>> BEGIN Source text

At least one of M_21a⁺, M_21b⁺, M₂₂⁺, A_21a⁻, A_21b⁻, L₂₁, or L₂₂ may have an acid-decomposable group as a substituent.

In Formula (Ia-3), A_31a⁻ and A_32a⁻ each independently represent a monovalent anionic functional group. The definition of the monovalent anionic functional group represented by A_31a⁻ is the same as A_21a⁻ and A₂₁⁻ in Formula (Ia-2), and a suitable aspect thereof is also the same.

The monovalent anionic functional group represented by A₃₂⁻ is intended to be a monovalent group including the above-described anionic moiety A₂⁻. The monovalent anionic functional group represented by A₃₂⁻ is not particularly limited, and examples thereof include the monovalent anionic functional group selected from the group consisting of Formulae (BX-1) to (BX-7) described above.

A_31b⁻ represents a divalent anionic functional group. Here, the divalent anionic functional group represented by A_31b⁻ is intended to be a divalent group including the above-described anionic moiety A₁⁻. Examples of the divalent anionic functional group represented by A_31b⁻ include a divalent anionic functional group represented by Formula (AX-4).

M_31a⁺, M_31b⁺, and M₃₂⁺ each independently represent a sulfonium cation in the compound represented by Formula (4A) or an iodonium cation in the compound represented by Formula (4B), and suitable aspects thereof are also the same.

L₃₁ and L₃₂ each independently represent a divalent organic group.

>> END Source text
>> BEGIN Data supplied

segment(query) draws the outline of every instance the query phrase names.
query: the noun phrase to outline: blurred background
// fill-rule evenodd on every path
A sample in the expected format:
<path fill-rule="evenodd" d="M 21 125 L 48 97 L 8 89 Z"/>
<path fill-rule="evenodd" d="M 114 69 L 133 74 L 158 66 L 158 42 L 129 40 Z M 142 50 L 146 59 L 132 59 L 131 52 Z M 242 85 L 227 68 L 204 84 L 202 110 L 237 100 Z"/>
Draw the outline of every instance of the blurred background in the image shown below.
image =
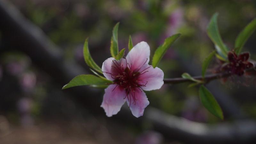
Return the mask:
<path fill-rule="evenodd" d="M 255 76 L 207 85 L 223 121 L 205 109 L 198 88 L 188 83 L 146 92 L 150 107 L 138 119 L 126 104 L 107 117 L 100 107 L 103 89 L 61 90 L 75 76 L 92 74 L 83 57 L 87 37 L 100 67 L 111 57 L 118 22 L 119 48 L 128 47 L 131 35 L 134 45 L 149 44 L 150 59 L 165 38 L 181 33 L 158 67 L 165 78 L 200 75 L 203 60 L 214 50 L 206 29 L 216 12 L 222 39 L 232 49 L 239 33 L 256 17 L 256 1 L 0 1 L 0 143 L 256 143 Z M 253 60 L 255 39 L 256 33 L 244 49 Z M 213 61 L 208 72 L 216 65 Z"/>

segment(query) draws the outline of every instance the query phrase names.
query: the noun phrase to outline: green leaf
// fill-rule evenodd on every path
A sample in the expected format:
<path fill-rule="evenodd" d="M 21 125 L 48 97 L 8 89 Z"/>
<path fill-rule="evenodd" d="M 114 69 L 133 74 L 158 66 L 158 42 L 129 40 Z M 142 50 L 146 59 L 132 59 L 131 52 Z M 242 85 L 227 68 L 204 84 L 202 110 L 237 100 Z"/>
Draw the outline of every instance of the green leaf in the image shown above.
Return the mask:
<path fill-rule="evenodd" d="M 118 22 L 113 28 L 113 36 L 111 38 L 111 44 L 110 46 L 110 52 L 112 57 L 115 58 L 118 54 L 118 40 L 117 32 L 119 22 Z"/>
<path fill-rule="evenodd" d="M 167 38 L 164 40 L 164 43 L 157 48 L 153 56 L 152 60 L 152 66 L 154 68 L 157 66 L 159 62 L 163 58 L 164 55 L 166 52 L 173 42 L 180 36 L 180 34 L 177 34 Z"/>
<path fill-rule="evenodd" d="M 132 49 L 133 47 L 133 45 L 132 44 L 132 37 L 131 35 L 129 36 L 129 44 L 128 44 L 128 48 L 129 49 L 129 52 L 132 50 Z"/>
<path fill-rule="evenodd" d="M 217 23 L 218 13 L 215 13 L 212 17 L 211 21 L 207 27 L 207 34 L 212 41 L 219 48 L 216 48 L 217 52 L 221 56 L 227 57 L 228 52 L 229 50 L 223 43 Z M 216 47 L 215 47 L 216 48 Z"/>
<path fill-rule="evenodd" d="M 100 75 L 99 75 L 99 74 L 97 73 L 97 72 L 96 72 L 96 71 L 95 71 L 94 70 L 93 70 L 92 69 L 91 69 L 91 68 L 90 68 L 90 70 L 91 70 L 91 71 L 92 71 L 92 72 L 94 74 L 95 74 L 95 75 L 96 75 L 97 76 L 99 76 L 99 77 L 100 77 L 100 78 L 101 78 L 102 79 L 103 79 L 103 80 L 106 80 L 106 81 L 108 81 L 108 79 L 106 78 L 106 77 L 104 77 L 104 76 L 100 76 Z"/>
<path fill-rule="evenodd" d="M 222 61 L 226 61 L 226 62 L 228 61 L 228 60 L 227 59 L 224 59 L 224 58 L 223 58 L 223 57 L 220 56 L 220 55 L 219 55 L 218 54 L 216 53 L 215 54 L 215 56 L 216 56 L 216 57 L 217 58 L 219 59 L 219 60 L 222 60 Z"/>
<path fill-rule="evenodd" d="M 124 48 L 121 50 L 120 52 L 118 52 L 118 54 L 117 54 L 116 57 L 116 59 L 117 60 L 119 60 L 122 58 L 124 56 L 124 55 L 125 51 L 125 48 Z"/>
<path fill-rule="evenodd" d="M 105 85 L 107 83 L 112 83 L 111 81 L 104 80 L 93 75 L 81 75 L 72 79 L 68 84 L 63 86 L 62 89 L 80 85 Z"/>
<path fill-rule="evenodd" d="M 190 75 L 187 73 L 183 73 L 181 75 L 181 77 L 183 78 L 188 79 L 191 81 L 196 82 L 197 83 L 202 83 L 202 81 L 200 80 L 194 79 L 192 76 L 190 76 Z"/>
<path fill-rule="evenodd" d="M 204 85 L 199 89 L 199 96 L 203 105 L 211 113 L 223 119 L 223 114 L 220 107 L 213 96 Z"/>
<path fill-rule="evenodd" d="M 240 32 L 235 42 L 236 53 L 239 54 L 247 40 L 256 29 L 256 19 L 254 19 Z"/>
<path fill-rule="evenodd" d="M 204 78 L 204 75 L 205 74 L 206 70 L 208 68 L 211 60 L 212 59 L 216 53 L 216 51 L 215 51 L 212 52 L 204 60 L 202 66 L 202 76 L 203 78 Z"/>
<path fill-rule="evenodd" d="M 101 69 L 94 61 L 91 56 L 88 47 L 88 39 L 87 38 L 84 45 L 84 57 L 87 65 L 99 73 L 102 74 Z"/>

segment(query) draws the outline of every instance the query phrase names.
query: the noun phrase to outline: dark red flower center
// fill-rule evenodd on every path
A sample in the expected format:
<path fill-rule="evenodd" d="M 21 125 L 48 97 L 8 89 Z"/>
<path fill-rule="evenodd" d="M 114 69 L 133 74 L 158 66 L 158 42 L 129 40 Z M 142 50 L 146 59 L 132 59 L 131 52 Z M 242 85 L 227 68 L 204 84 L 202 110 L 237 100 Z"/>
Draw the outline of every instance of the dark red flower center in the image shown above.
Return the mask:
<path fill-rule="evenodd" d="M 125 90 L 126 95 L 124 99 L 127 98 L 128 100 L 130 101 L 130 107 L 132 99 L 133 100 L 133 103 L 136 104 L 136 100 L 137 100 L 136 98 L 135 91 L 139 90 L 142 92 L 141 87 L 146 86 L 148 83 L 148 81 L 146 81 L 145 83 L 142 84 L 141 81 L 143 80 L 140 79 L 139 76 L 148 72 L 148 71 L 147 70 L 152 66 L 148 67 L 144 69 L 140 70 L 147 61 L 147 59 L 144 64 L 138 70 L 133 71 L 132 70 L 132 64 L 127 63 L 126 59 L 125 60 L 126 61 L 126 66 L 124 66 L 123 65 L 121 65 L 115 60 L 113 60 L 113 64 L 111 67 L 112 69 L 114 70 L 114 71 L 112 73 L 105 72 L 103 72 L 111 74 L 111 77 L 114 79 L 113 81 L 113 83 L 111 84 L 117 84 L 112 91 L 114 91 L 118 85 Z"/>
<path fill-rule="evenodd" d="M 242 76 L 246 69 L 253 67 L 253 64 L 248 61 L 250 54 L 244 52 L 238 56 L 234 52 L 230 52 L 228 54 L 229 63 L 224 65 L 223 69 L 228 72 Z"/>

>> END Data supplied

**Problem details:**
Quote the text on anionic functional groups from "A_31b⁻ represents a" up to and including "are also the same.".

**Final result:**
A_31b⁻ represents a divalent anionic functional group. Here, the divalent anionic functional group represented by A_31b⁻ is intended to be a divalent group including the above-described anionic moiety A₁⁻. Examples of the divalent anionic functional group represented by A_31b⁻ include a divalent anionic functional group represented by Formula (AX-4).

M_31a⁺, M_31b⁺, and M₃₂⁺ each independently represent a sulfonium cation in the compound represented by Formula (4A) or an iodonium cation in the compound represented by Formula (4B), and suitable aspects thereof are also the same.